[Rows from a pointing dataset]
⁂

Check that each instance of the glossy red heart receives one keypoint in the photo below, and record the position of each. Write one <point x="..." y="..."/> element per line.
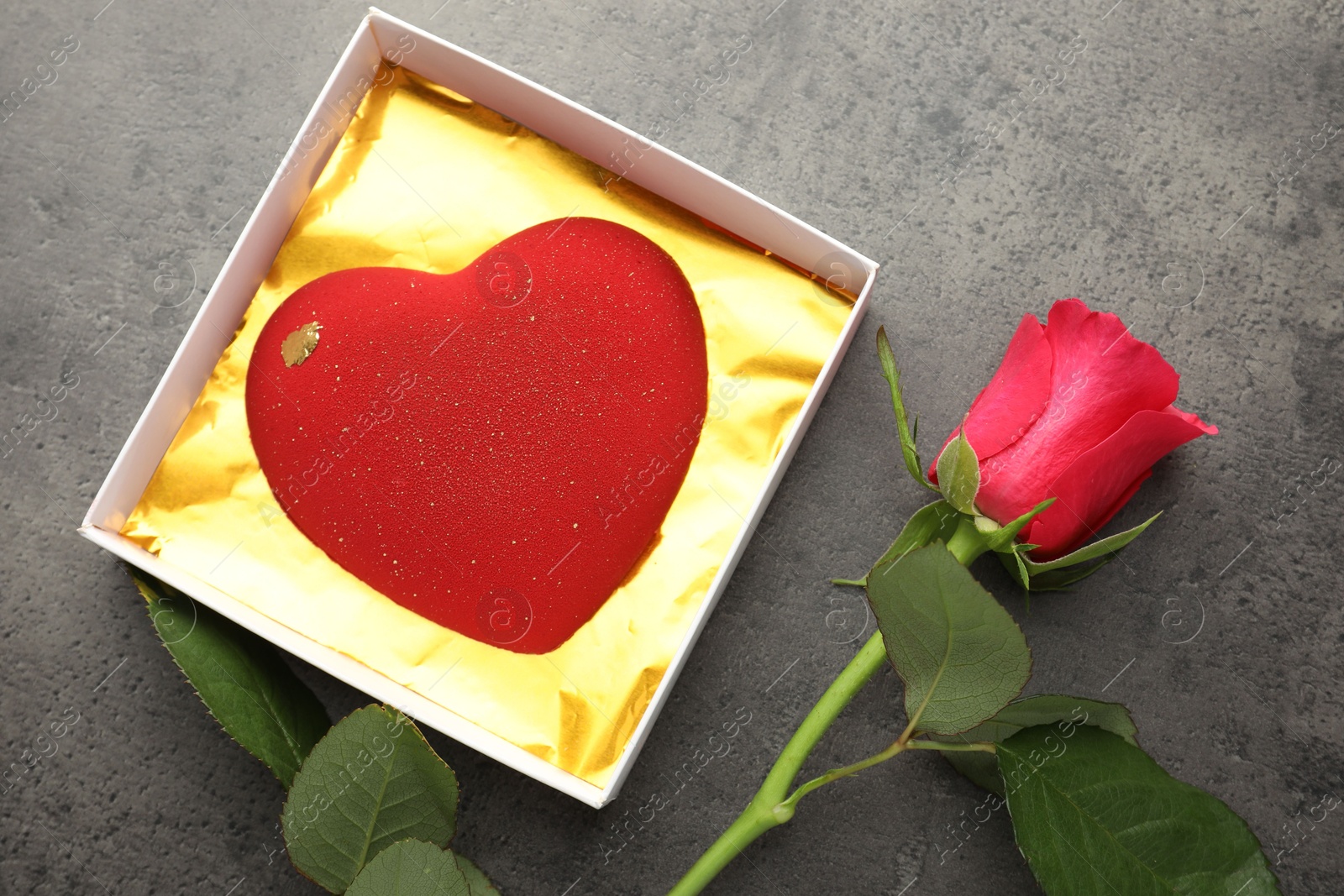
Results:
<point x="492" y="449"/>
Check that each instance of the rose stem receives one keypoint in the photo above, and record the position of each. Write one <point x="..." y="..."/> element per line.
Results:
<point x="773" y="805"/>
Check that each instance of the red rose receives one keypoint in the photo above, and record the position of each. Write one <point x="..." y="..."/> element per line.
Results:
<point x="1079" y="410"/>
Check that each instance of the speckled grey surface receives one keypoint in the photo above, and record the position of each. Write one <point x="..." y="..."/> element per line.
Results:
<point x="1136" y="177"/>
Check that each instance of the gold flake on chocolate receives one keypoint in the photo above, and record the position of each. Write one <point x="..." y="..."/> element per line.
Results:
<point x="300" y="344"/>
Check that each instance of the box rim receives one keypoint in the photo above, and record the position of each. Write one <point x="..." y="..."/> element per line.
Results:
<point x="333" y="661"/>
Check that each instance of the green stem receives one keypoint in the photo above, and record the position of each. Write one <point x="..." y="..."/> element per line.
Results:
<point x="952" y="747"/>
<point x="766" y="809"/>
<point x="837" y="774"/>
<point x="773" y="805"/>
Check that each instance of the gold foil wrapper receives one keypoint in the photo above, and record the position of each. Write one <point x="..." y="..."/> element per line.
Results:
<point x="428" y="179"/>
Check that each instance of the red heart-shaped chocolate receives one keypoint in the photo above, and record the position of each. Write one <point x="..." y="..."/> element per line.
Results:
<point x="492" y="449"/>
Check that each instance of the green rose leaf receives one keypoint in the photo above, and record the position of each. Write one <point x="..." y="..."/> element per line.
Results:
<point x="1095" y="815"/>
<point x="958" y="474"/>
<point x="370" y="782"/>
<point x="476" y="879"/>
<point x="412" y="868"/>
<point x="1039" y="710"/>
<point x="242" y="680"/>
<point x="960" y="653"/>
<point x="907" y="438"/>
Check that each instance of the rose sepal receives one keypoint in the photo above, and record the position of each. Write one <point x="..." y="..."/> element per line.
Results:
<point x="1055" y="575"/>
<point x="958" y="474"/>
<point x="1001" y="537"/>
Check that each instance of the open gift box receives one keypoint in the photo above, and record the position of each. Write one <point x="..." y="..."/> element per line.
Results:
<point x="420" y="155"/>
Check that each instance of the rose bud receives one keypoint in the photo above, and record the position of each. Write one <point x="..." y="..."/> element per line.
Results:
<point x="1079" y="411"/>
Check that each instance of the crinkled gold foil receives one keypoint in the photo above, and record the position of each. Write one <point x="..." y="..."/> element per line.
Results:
<point x="427" y="179"/>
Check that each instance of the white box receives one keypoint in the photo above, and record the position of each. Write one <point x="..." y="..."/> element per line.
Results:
<point x="569" y="125"/>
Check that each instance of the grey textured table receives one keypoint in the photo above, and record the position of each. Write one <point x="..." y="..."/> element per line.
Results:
<point x="1135" y="175"/>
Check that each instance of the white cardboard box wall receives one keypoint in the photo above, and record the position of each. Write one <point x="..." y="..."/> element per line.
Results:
<point x="568" y="123"/>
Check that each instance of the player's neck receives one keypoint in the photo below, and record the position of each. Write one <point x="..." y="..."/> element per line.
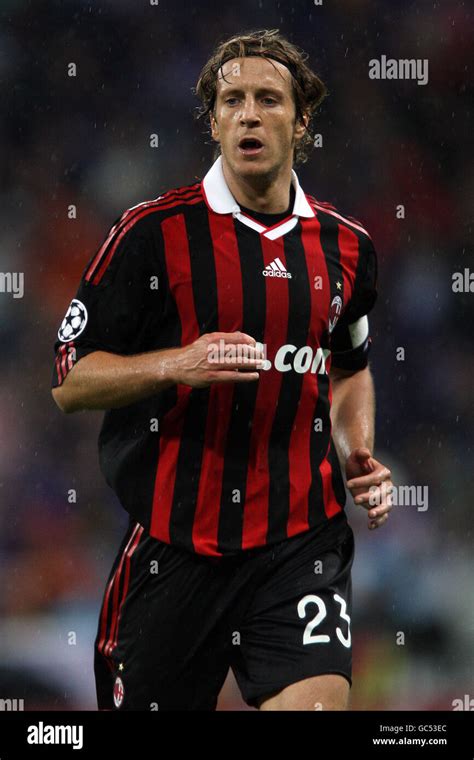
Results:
<point x="269" y="195"/>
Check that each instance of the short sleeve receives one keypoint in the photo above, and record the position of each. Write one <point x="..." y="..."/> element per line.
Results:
<point x="350" y="340"/>
<point x="115" y="303"/>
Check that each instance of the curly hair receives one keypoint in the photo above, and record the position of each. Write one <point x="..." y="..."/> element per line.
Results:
<point x="308" y="89"/>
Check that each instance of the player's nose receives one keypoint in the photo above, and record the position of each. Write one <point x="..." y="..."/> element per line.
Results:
<point x="250" y="112"/>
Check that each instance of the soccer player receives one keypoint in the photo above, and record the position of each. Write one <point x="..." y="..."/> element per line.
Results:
<point x="223" y="327"/>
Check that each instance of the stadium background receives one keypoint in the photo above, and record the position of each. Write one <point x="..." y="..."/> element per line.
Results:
<point x="84" y="140"/>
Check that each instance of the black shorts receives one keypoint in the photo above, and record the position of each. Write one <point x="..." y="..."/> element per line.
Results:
<point x="172" y="623"/>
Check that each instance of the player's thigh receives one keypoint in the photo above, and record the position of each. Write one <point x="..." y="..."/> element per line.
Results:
<point x="298" y="625"/>
<point x="325" y="692"/>
<point x="164" y="635"/>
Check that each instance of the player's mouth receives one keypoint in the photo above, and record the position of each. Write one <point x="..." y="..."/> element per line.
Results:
<point x="250" y="146"/>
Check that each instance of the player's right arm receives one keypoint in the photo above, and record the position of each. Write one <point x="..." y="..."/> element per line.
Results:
<point x="103" y="380"/>
<point x="106" y="352"/>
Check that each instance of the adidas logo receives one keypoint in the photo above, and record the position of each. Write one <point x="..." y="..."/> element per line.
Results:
<point x="276" y="269"/>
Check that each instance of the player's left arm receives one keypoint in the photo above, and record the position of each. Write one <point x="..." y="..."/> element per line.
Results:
<point x="353" y="395"/>
<point x="353" y="419"/>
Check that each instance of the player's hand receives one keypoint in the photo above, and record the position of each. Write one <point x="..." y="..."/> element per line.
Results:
<point x="370" y="484"/>
<point x="218" y="358"/>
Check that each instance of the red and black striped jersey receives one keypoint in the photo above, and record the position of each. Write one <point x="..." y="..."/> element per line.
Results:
<point x="230" y="467"/>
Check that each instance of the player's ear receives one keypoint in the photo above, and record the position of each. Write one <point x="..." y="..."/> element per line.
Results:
<point x="214" y="127"/>
<point x="301" y="126"/>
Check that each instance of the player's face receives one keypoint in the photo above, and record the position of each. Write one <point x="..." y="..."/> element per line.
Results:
<point x="255" y="101"/>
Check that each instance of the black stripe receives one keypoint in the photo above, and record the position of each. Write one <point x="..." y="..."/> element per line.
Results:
<point x="121" y="222"/>
<point x="321" y="440"/>
<point x="299" y="314"/>
<point x="204" y="288"/>
<point x="234" y="481"/>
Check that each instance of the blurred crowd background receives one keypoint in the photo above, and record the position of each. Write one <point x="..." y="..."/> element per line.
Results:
<point x="85" y="140"/>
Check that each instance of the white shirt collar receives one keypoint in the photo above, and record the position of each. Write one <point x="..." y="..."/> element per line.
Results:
<point x="220" y="199"/>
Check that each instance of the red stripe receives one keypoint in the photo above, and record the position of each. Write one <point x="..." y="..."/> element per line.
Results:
<point x="116" y="620"/>
<point x="178" y="265"/>
<point x="70" y="355"/>
<point x="255" y="518"/>
<point x="115" y="579"/>
<point x="300" y="442"/>
<point x="101" y="270"/>
<point x="127" y="220"/>
<point x="229" y="315"/>
<point x="349" y="250"/>
<point x="63" y="360"/>
<point x="331" y="504"/>
<point x="58" y="367"/>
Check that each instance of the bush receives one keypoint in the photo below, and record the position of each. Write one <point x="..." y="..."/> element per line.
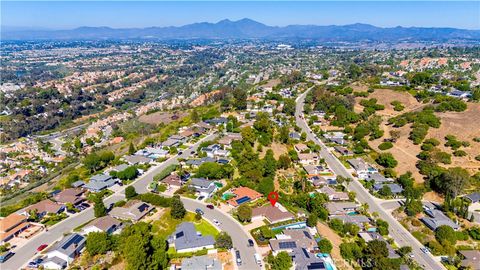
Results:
<point x="386" y="160"/>
<point x="325" y="246"/>
<point x="385" y="146"/>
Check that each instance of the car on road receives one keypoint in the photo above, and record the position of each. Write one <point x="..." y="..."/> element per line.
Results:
<point x="258" y="259"/>
<point x="5" y="256"/>
<point x="238" y="258"/>
<point x="41" y="247"/>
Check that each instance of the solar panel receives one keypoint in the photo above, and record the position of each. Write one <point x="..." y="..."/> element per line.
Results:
<point x="285" y="245"/>
<point x="243" y="200"/>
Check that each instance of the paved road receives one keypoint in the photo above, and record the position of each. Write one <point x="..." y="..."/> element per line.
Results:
<point x="401" y="236"/>
<point x="27" y="252"/>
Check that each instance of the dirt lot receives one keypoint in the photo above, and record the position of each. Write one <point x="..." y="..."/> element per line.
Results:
<point x="161" y="117"/>
<point x="385" y="97"/>
<point x="465" y="126"/>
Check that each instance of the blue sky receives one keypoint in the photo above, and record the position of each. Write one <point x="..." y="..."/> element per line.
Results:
<point x="70" y="14"/>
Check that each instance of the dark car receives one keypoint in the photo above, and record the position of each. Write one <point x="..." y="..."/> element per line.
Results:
<point x="239" y="259"/>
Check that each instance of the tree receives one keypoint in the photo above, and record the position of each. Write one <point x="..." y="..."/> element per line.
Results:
<point x="223" y="240"/>
<point x="99" y="209"/>
<point x="324" y="245"/>
<point x="312" y="220"/>
<point x="282" y="261"/>
<point x="244" y="213"/>
<point x="131" y="149"/>
<point x="386" y="160"/>
<point x="177" y="210"/>
<point x="130" y="192"/>
<point x="98" y="243"/>
<point x="445" y="233"/>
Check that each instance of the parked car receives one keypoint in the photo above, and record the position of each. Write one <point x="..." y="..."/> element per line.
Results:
<point x="5" y="256"/>
<point x="41" y="247"/>
<point x="238" y="258"/>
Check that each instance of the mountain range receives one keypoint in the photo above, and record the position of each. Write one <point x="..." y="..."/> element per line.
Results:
<point x="249" y="29"/>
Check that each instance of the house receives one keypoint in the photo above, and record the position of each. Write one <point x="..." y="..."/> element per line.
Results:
<point x="173" y="180"/>
<point x="43" y="208"/>
<point x="201" y="262"/>
<point x="70" y="195"/>
<point x="343" y="151"/>
<point x="11" y="226"/>
<point x="358" y="220"/>
<point x="100" y="182"/>
<point x="437" y="218"/>
<point x="341" y="208"/>
<point x="134" y="159"/>
<point x="243" y="195"/>
<point x="300" y="148"/>
<point x="473" y="197"/>
<point x="203" y="186"/>
<point x="361" y="168"/>
<point x="65" y="251"/>
<point x="272" y="214"/>
<point x="378" y="178"/>
<point x="304" y="259"/>
<point x="134" y="211"/>
<point x="308" y="158"/>
<point x="334" y="195"/>
<point x="471" y="259"/>
<point x="187" y="239"/>
<point x="396" y="189"/>
<point x="291" y="239"/>
<point x="106" y="224"/>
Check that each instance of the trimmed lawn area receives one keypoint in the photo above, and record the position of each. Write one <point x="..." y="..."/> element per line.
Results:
<point x="166" y="225"/>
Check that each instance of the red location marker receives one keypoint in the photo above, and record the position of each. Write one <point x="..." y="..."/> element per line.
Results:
<point x="273" y="197"/>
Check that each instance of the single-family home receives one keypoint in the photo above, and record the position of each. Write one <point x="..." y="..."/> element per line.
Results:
<point x="203" y="187"/>
<point x="291" y="239"/>
<point x="201" y="262"/>
<point x="187" y="239"/>
<point x="11" y="226"/>
<point x="65" y="251"/>
<point x="334" y="195"/>
<point x="243" y="195"/>
<point x="272" y="214"/>
<point x="43" y="208"/>
<point x="70" y="195"/>
<point x="437" y="218"/>
<point x="133" y="211"/>
<point x="341" y="208"/>
<point x="106" y="224"/>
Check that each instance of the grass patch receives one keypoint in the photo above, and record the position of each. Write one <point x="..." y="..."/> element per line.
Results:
<point x="166" y="225"/>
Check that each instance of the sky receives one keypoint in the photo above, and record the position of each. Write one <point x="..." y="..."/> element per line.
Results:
<point x="127" y="14"/>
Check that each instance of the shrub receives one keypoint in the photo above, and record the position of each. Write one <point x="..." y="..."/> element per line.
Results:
<point x="385" y="146"/>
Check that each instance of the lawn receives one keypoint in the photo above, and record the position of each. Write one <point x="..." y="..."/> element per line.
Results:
<point x="166" y="225"/>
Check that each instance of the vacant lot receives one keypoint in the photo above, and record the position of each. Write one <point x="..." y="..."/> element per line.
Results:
<point x="161" y="117"/>
<point x="386" y="96"/>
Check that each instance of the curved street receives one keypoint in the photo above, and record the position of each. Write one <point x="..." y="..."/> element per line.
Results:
<point x="401" y="236"/>
<point x="24" y="254"/>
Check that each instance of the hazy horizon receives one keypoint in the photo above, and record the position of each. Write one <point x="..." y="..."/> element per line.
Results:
<point x="124" y="14"/>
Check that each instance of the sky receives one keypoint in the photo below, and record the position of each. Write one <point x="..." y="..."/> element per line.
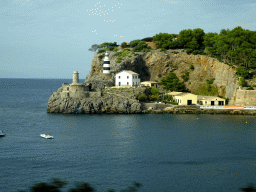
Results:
<point x="49" y="39"/>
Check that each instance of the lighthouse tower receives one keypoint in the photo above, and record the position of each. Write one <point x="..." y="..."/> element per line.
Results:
<point x="75" y="77"/>
<point x="106" y="65"/>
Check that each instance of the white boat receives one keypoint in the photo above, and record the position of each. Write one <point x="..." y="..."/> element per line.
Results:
<point x="1" y="134"/>
<point x="46" y="136"/>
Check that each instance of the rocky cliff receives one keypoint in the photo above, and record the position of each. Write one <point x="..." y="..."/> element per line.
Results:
<point x="149" y="65"/>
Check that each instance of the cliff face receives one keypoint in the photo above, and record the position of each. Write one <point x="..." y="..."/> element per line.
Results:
<point x="150" y="64"/>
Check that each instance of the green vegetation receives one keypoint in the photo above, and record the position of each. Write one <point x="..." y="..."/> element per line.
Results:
<point x="107" y="47"/>
<point x="101" y="56"/>
<point x="119" y="60"/>
<point x="243" y="83"/>
<point x="185" y="76"/>
<point x="142" y="97"/>
<point x="172" y="83"/>
<point x="123" y="45"/>
<point x="207" y="90"/>
<point x="154" y="91"/>
<point x="123" y="53"/>
<point x="243" y="72"/>
<point x="210" y="81"/>
<point x="236" y="46"/>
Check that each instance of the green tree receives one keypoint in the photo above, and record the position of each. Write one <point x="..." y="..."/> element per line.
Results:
<point x="94" y="48"/>
<point x="172" y="83"/>
<point x="243" y="83"/>
<point x="154" y="91"/>
<point x="123" y="45"/>
<point x="242" y="72"/>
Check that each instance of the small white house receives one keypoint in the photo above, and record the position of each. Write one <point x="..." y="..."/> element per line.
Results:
<point x="127" y="79"/>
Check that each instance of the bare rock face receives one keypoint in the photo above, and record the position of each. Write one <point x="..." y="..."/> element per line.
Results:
<point x="149" y="65"/>
<point x="109" y="103"/>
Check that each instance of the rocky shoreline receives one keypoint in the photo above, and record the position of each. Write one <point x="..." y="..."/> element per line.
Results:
<point x="112" y="104"/>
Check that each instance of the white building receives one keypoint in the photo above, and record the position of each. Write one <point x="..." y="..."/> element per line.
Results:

⁂

GOAL: Repeat the rows word for word, starting at the line that contains "Check that each instance of the rocky shoreline" and ending at the last line of the rows.

CORRECT ANSWER:
Check that each instance of the rocky shoreline receives one keypoint in the photo above, and record the position of each. Write one <point x="..." y="..."/> element per line.
Results:
<point x="112" y="104"/>
Check that each instance of the white building receives one keypoint in the photo above, and record the position of each. Write one <point x="..." y="..."/> element per line.
Results:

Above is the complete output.